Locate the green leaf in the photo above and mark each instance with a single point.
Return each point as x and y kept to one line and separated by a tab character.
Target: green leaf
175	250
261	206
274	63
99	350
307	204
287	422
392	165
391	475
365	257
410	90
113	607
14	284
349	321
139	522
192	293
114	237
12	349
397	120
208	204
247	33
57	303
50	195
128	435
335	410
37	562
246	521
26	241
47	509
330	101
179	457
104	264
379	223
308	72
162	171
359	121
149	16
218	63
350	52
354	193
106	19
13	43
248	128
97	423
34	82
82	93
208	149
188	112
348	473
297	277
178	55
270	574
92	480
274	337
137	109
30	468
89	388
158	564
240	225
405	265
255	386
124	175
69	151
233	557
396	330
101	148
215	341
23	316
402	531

^^^^

Письменное задание:
Перепишите все записи выше в виде CSV из двух столбцов, «текст» и «ответ», по одной строке на каждую запись. Каждое значение должно стоять в отдельном поле в кавычках, а переносы строк нужно заменить пробелами.

Ответ:
текст,ответ
"Locate the green leaf in the photo above and mark each instance with a single point. Return each point as x and y kept to one line and separated by a tab character. Target: green leaf","175	250 261	206 274	63 99	350 307	204 287	422 392	165 391	475 365	257 410	90 113	607 14	284 349	321 139	522 192	293 114	237 12	349 397	120 208	204 247	33 57	303 50	195 128	435 335	410 37	562 246	521 26	241 47	509 330	101 179	457 104	264 379	223 308	72 162	171 359	121 149	16 218	63 350	52 354	193 106	19 13	43 248	128 97	423 34	82 82	93 208	149 188	112 348	473 297	277 178	55 270	574 92	480 274	337 137	109 30	468 89	388 158	564 240	225 405	265 255	386 124	175 69	151 233	557 396	330 101	148 215	341 23	316 402	531"